元の文章:
*****

図1は、本発明の特定の実施形態に係るトポグラフィ測定システムを備えたリソグラフィ装置を概略的に示している。装置は、放射(例えばDUV放射又はEUV放射)のビームPBを調節するための照明システムILと、パターニングデバイス(例えばマスク)MAを支持するための、アイテムPLに対してパターニングデバイスを正確に位置決めするための第1の位置決めデバイスPMに接続された支持構造(マスクテーブルと称される場合もある)MTと、を備える。装置はさらに、基板(例えばレジストコートウェーハ)W2を保持するための、アイテムPLに対して基板を正確に位置決めするための第2の位置決めデバイスPW2に接続された基板テーブル(ウェーハテーブルと称される場合もある)WT2と、基板W1を保持するための、アライメントシステムAS及びトポグラフィ測定システムTMSに対して基板を正確に位置決めするための第3の位置決めデバイスPW3に接続された別の基板テーブルWT1と、を備える。装置はさらに、パターニングデバイスMAにより放射ビームPBに付与されたパターンを基板W2のターゲット部分C(例えば1つ以上のダイを備える)上に結像するように構成された投影システム(例えば屈折投影レンズ)PLを備える。
【0054】
[0053] 本明細書で示すように、本装置は、(例えば透過マスクを使用する)透過タイプである。あるいは、装置は、(例えば上記で言及したようなタイプのプログラマブルミラーアレイを使用する)反射タイプでもよい。
【0055】
[0054] イルミネータILは放射源SOから放射ビームを受ける。放射源とリソグラフィ装置とは、例えば放射源がエキシマレーザである場合に、別々の構成要素であってもよい。このような場合、放射源はリソグラフィ装置の一部を形成すると見なされず、放射ビームは、例えば適切な誘導ミラー及び/又はビームエクスパンダなどを備えるビームデリバリシステムBDの助けにより、放射源SOからイルミネータILへと渡される。放射源SO及びイルミネータILは、必要に応じてビームデリバリシステムBDとともに放射システムと呼ぶことができる。
【0056】
[0055] イルミネータILは、放射ビームの角度強度分布を調整する調整手段AMを備えていてもよい。通常、イルミネータの瞳面における強度分布の外側及び/又は内側半径範囲(一般にそれぞれ、σ-outer及びσ-innerと呼ばれる)を調整することができる。また、イルミネータILは、一般に、インテグレータIN及びコンデンサCOなどの他の様々なコンポーネントを備えていてもよい。イルミネータを用いて放射ビームPBを調節し、その断面にわたって所望の均一性と強度分布とが得られるようにしてもよい。

*****

提供データ:

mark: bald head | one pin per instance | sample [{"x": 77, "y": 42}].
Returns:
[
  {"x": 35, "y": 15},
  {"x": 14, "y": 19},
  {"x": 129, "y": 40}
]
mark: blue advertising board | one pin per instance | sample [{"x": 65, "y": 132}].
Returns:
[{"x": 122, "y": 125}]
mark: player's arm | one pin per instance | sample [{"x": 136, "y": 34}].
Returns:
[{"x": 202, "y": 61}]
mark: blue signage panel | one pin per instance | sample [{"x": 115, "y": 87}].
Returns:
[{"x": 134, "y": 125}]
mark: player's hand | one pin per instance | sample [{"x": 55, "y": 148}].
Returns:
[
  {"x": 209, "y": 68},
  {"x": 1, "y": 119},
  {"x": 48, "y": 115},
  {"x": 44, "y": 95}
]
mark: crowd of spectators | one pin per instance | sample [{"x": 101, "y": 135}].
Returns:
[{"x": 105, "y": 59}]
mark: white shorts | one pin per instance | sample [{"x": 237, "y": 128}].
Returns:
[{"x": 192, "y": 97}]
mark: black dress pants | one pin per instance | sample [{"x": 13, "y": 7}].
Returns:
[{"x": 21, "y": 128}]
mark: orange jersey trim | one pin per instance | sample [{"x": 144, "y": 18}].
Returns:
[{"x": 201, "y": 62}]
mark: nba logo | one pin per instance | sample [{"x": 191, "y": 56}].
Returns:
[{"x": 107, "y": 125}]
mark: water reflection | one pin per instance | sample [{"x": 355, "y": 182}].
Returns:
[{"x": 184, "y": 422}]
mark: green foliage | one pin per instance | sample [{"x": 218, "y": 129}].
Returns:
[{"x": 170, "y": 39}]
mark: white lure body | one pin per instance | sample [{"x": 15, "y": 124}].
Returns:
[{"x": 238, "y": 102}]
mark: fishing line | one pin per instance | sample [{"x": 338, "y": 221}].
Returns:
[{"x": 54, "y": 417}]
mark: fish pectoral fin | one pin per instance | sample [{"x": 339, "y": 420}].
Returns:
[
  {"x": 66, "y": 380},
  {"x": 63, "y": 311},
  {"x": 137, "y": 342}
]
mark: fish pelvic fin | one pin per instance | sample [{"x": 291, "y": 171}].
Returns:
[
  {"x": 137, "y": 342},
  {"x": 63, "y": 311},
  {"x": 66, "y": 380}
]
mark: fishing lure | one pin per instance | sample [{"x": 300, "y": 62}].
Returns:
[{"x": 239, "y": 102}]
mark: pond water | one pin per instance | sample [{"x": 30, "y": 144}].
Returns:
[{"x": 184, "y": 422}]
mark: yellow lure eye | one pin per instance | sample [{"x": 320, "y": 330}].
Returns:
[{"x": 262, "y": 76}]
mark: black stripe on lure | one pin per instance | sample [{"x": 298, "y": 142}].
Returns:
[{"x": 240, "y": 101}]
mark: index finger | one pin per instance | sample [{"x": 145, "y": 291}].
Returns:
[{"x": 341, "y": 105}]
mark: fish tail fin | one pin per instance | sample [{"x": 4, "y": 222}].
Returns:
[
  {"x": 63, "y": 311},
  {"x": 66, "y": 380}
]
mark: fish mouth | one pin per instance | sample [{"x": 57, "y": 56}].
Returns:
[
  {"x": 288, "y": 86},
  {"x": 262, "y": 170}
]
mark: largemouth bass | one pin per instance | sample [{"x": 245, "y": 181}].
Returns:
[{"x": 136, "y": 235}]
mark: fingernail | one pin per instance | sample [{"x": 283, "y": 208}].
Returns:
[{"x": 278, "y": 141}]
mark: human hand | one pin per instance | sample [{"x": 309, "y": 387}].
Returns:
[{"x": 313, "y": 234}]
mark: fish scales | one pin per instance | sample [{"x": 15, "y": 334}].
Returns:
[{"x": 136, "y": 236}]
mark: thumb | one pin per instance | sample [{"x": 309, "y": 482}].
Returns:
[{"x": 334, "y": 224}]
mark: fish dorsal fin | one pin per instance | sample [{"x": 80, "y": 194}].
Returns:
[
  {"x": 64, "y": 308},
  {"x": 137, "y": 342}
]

*****

作業一覧:
- 1) リソグラフィ装置の文章から、「図1は、本発明の特定の実施形」から「用する)反射タイプでもよい。」までをそのまま書き出してください。
- 2) リソグラフィ装置の文章の続きを、最後の文のあとから書いてください。

結果一覧:
- 1)
図1は、本発明の特定の実施形態に係るトポグラフィ測定システムを備えたリソグラフィ装置を概略的に示している。装置は、放射(例えばDUV放射又はEUV放射)のビームPBを調節するための照明システムILと、パターニングデバイス(例えばマスク)MAを支持するための、アイテムPLに対してパターニングデバイスを正確に位置決めするための第1の位置決めデバイスPMに接続された支持構造(マスクテーブルと称される場合もある)MTと、を備える。装置はさらに、基板(例えばレジストコートウェーハ)W2を保持するための、アイテムPLに対して基板を正確に位置決めするための第2の位置決めデバイスPW2に接続された基板テーブル(ウェーハテーブルと称される場合もある)WT2と、基板W1を保持するための、アライメントシステムAS及びトポグラフィ測定システムTMSに対して基板を正確に位置決めするための第3の位置決めデバイスPW3に接続された別の基板テーブルWT1と、を備える。装置はさらに、パターニングデバイスMAにより放射ビームPBに付与されたパターンを基板W2のターゲット部分C(例えば1つ以上のダイを備える)上に結像するように構成された投影システム(例えば屈折投影レンズ)PLを備える。
【0054】
[0053] 本明細書で示すように、本装置は、(例えば透過マスクを使用する)透過タイプである。あるいは、装置は、(例えば上記で言及したようなタイプのプログラマブルミラーアレイを使用する)反射タイプでもよい。

- 2)
【0057】
[0056] 放射ビームPBは、支持構造MT上に保持されるパターニングデバイス(例えばマスク)MAに入射する。パターニングデバイスMAを横断したビームPBは、レンズPLを通過し、レンズPLは基板W2のターゲット部分Cにビームを合焦する。第2の位置決めデバイスPW2及び位置センサIF(例えば干渉デバイス)の助けにより、例えば、異なるターゲット部分CをビームPBの経路内に位置決めするように、基板テーブルWT2を正確に移動させることができる。同様に、第1の位置決めデバイスPM及び別の位置センサ(
図1には明示的に示されていない)を用いて、例えば、マスクライブラリからの機械的な取り出し後又はスキャン中などに、ビームPBの経路に対してパターニングデバイスMAを正確に位置決めすることが可能である。一般に、オブジェクトテーブルMT及びWTの動きは、位置決めデバイスPM及びPWの一部を形成する、ロングストロークモジュール(粗動位置決め)及びショートストロークモジュール(微動位置決め)の助けによって実現される。しかしながら、ステッパの場合(スキャナとは対照的に)、支持構造MTはショートストロークアクチュエータのみに接続されるか、又は固定される可能性がある。
【0058】
[0057] リソグラフィ装置は、例えば、パターニングデバイスからのパターンをターゲット部分Cに投影するとき、スキャン動作とともにパターニングデバイスMA及び基板W2を移動させることができる。デカルト座標が
図1に示されている。従来通り、z方向は放射ビームPBの光軸と一致する。リソグラフィ装置がスキャンリソグラフィ装置である実施形態において、y方向はスキャン動作の方向と一致する。x方向はz方向及びy方向と直交する。以下の説明では、x-y平面における回転であるz軸周りの回転を示すのにrZを使用する。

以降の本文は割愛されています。